Bu söylediklerimde bir sorun var mı? Bir bölücülük var mı? Sistemden bahsediyoruz, teknik bir şey. Bir sinema salonu açsanız, bir işletme açsanız, bir şirket kursanız ne diyorlar, "Yeni çağı takip etmeliyiz. Yeni trendleri yakalamalıyız. Şu departmanlar çalışıyor mu" gibi cümleler kurarlar. Bunu sadece nerede yapmıyoruz. Devlet yönetiminde. Muhteşem! Olur mu böyle şey. Yani 2023 oldu ve siz yüz yıl önceki sistemi kullanabilir misiniz? Üstelik konu bu ülkede yaşayan canlılar. Bu ülkede yaşayan canlıları, doğaya karşı olan davranışlarınızı belirleyen kuralları nasıl yüz yıl önceki haliyle kullanabilirsiniz? Hangimiz, bundan on yıl önceki halimizleyiz. Haliyle yenilemek ve güncellemek gerekiyor. İhtiyaca yanıt vermeyen, bu kadar merkezi güçlerle donattığınızda ileri değil, ancak geri gidersiniz. Bugünkü halimiz de o. Merkeziyetçilikten saltanatlığa döndük. Biz hep geri gittik. Biz şimdi tekrar merkezi parlamenter sisteme geri döneceğiz, oradan da ileri gitmeye çalışacağız. İnsanlar boğuluyor şu an. İnsanların üzerinde karanlık var, insanlar sıkkın, mutsuz, kavgacı, gergin, herkes kavgacı.

HDP eşbaşkanları, belediye başkanları, siyasetçiler tutuklandı, belediyelere kayyum atandı. Neden böyle zorlu bir süreçte HDP'de vekil adayı olmayı kabul ettin? Mesela, oyunculuk kariyerin bakımından tereddütlerin yok mu?
Dürüst olayım, yok. Benim için başka seçenek de yok. Benim derdim buysa, bu dert karşısında örgütlenen siyasi parti varsa buna çözüm getirmek için ve buradan da "Madem senin derdin var, o zaman gel burada mücadele et" deniyorsa, benim için burada düşünecek bir şey yok. Ben topluma bağlı bir insanım. İnsanlara, hayvanlara bağlı bir insanım. Dolayısıyla, eğer burada bir katkım olacağına inanıldıysa, dışarıdan böyle gözüküyorsa bunlara inanan bir insan olarak bu görev benim için mecburiyet gibi bir şeydir. Seve seve kabul ederim tabi.

◆ Görev Yönergeleri ◆
1. Okuma parçasında konuşan kişi, HDP'de vekil adaylığını kabul etmeyi neden bir mecburiyet gibi görüyor? Lütfen bir ila üç cümleyle açıklayın.
2. Okuma parçasında "HDP eşbaşkanları, belediye" ile "tereddütlerin yok mu?" arasındaki bölümü, bu ifadeler de dahil olmak üzere aynen yazdırın.
Veriler okuma parçasıyla ilgili değildir.

◆ Veri İçeriği ◆
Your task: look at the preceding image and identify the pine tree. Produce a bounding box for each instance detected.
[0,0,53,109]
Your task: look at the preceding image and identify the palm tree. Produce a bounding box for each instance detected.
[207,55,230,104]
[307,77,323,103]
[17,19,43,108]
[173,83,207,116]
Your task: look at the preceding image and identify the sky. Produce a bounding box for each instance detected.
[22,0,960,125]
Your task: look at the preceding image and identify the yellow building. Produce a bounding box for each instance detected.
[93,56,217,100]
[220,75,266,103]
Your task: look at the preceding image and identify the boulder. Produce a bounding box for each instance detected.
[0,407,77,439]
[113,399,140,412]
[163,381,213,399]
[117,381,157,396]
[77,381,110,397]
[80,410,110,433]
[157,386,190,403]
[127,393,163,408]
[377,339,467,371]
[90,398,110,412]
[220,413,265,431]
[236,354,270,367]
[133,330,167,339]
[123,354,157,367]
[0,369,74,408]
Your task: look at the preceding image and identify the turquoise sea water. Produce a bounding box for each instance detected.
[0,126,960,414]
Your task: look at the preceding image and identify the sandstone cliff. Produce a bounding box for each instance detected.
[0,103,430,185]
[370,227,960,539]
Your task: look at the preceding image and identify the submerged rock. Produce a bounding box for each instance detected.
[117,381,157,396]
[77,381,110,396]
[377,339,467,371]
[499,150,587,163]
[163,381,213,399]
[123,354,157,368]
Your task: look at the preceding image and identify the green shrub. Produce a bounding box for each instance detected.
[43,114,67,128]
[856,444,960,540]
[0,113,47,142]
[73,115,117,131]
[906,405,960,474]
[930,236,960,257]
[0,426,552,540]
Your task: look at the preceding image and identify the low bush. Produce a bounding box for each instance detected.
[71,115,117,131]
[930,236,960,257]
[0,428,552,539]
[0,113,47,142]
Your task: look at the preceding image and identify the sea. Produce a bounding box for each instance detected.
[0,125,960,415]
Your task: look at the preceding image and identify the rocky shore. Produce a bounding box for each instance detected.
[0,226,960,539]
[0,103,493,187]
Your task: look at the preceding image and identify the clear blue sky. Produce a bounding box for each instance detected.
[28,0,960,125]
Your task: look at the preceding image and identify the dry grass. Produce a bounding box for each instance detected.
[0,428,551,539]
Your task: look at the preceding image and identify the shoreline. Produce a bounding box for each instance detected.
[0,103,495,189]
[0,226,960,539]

◆ Görev Çözümleri ◆
1. Konuşan kişi kendini topluma, insanlara ve hayvanlara bağlı biri olarak tanımlıyor. Bu yüzden orada bir katkısı olacağına inanılıyorsa, bunlara inanan biri olarak bu görevi bir mecburiyet sayıyor ve seve seve kabul ediyor.

2.
HDP eşbaşkanları, belediye başkanları, siyasetçiler tutuklandı, belediyelere kayyum atandı. Neden böyle zorlu bir süreçte HDP'de vekil adayı olmayı kabul ettin? Mesela, oyunculuk kariyerin bakımından tereddütlerin yok mu?